=== WORK TO DO ===
The data must be written out once more, precisely as given.

=== PROVIDED RECORDS ===
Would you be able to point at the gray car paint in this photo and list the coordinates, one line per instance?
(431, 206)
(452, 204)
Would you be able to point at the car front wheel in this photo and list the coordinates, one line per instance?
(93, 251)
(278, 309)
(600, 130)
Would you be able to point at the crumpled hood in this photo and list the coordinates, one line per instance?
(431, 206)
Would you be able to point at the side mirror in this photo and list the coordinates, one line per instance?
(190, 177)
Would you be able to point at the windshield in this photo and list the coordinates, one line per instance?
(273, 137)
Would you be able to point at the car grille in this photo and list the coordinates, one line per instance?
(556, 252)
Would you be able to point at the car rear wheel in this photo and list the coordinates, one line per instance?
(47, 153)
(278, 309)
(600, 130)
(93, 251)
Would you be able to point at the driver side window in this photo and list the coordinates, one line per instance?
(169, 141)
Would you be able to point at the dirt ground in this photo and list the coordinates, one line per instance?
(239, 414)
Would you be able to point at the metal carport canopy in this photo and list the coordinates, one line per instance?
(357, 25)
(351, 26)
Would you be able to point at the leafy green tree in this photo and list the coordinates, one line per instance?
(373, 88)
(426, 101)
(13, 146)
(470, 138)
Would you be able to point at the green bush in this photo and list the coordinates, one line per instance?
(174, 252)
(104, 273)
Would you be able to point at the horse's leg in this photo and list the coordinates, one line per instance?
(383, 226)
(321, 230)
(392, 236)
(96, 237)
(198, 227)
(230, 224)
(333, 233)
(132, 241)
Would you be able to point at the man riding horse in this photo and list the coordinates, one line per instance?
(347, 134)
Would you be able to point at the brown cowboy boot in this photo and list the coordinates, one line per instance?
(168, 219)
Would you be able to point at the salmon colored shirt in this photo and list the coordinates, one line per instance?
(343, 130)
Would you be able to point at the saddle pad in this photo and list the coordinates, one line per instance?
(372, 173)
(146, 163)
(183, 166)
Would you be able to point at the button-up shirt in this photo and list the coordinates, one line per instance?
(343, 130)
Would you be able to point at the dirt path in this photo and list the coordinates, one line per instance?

=== OUTPUT OF THE TASK ===
Would you be able to point at the gray car paint in this photo and list the coordinates, one line per instance?
(431, 206)
(452, 204)
Would you be able to point at the car front wheel in this photo and list the coordinates, one line per instance?
(93, 251)
(278, 309)
(600, 130)
Would you be able to point at the crumpled hood in this photo and list the coordinates, one line per instance?
(431, 206)
Would you be able to point at the side mirror in this photo and list the coordinates, one line per instance?
(190, 177)
Would you be able to point at the windshield in this photo and list the coordinates, one line per instance?
(273, 137)
Would you be able to point at the car grille in this photo and list the coordinates, one line per instance?
(556, 252)
Would you be able to point at the car rear wheel in this photo and list the coordinates, one line per instance?
(47, 153)
(278, 309)
(600, 130)
(93, 251)
Would you be able to point at the driver side window in this photo and list the coordinates, one line per instance?
(169, 141)
Would you be able to point at the dirt ground in this photo and list the coordinates, one line per instance?
(239, 414)
Would you be able to point at the metal carport canopy in this photo and list the coordinates, one line per instance?
(357, 25)
(351, 26)
Would you be able to point at the leafy green tree in this photo and list the coordinates, one line per instance?
(373, 88)
(426, 101)
(13, 146)
(470, 138)
Would you be able to point at the green bush in this photo and list the coordinates, one line per instance?
(174, 252)
(104, 273)
Would you be able to point at the horse's leg in this photo and list the coordinates, one line per instance?
(383, 226)
(321, 230)
(392, 236)
(96, 237)
(198, 227)
(230, 224)
(333, 233)
(132, 241)
Would you be able to point at the man riding horse in this photo and list the coordinates, one line per instance?
(347, 134)
Would you be able to point at the brown cowboy boot in this photo and list the coordinates, one line per instance?
(168, 219)
Would you be able to point at the salmon colored shirt in this photo and list the coordinates, one line per instance?
(343, 130)
Would you be able to point at the saddle pad in this photo and list the coordinates, one line per instance?
(372, 173)
(146, 163)
(183, 166)
Would you be able to point at the button-up shirt in this photo and list the coordinates, one line per instance?
(343, 130)
Would you be able to point at the dirt path in this photo and list the coordinates, one line per instance?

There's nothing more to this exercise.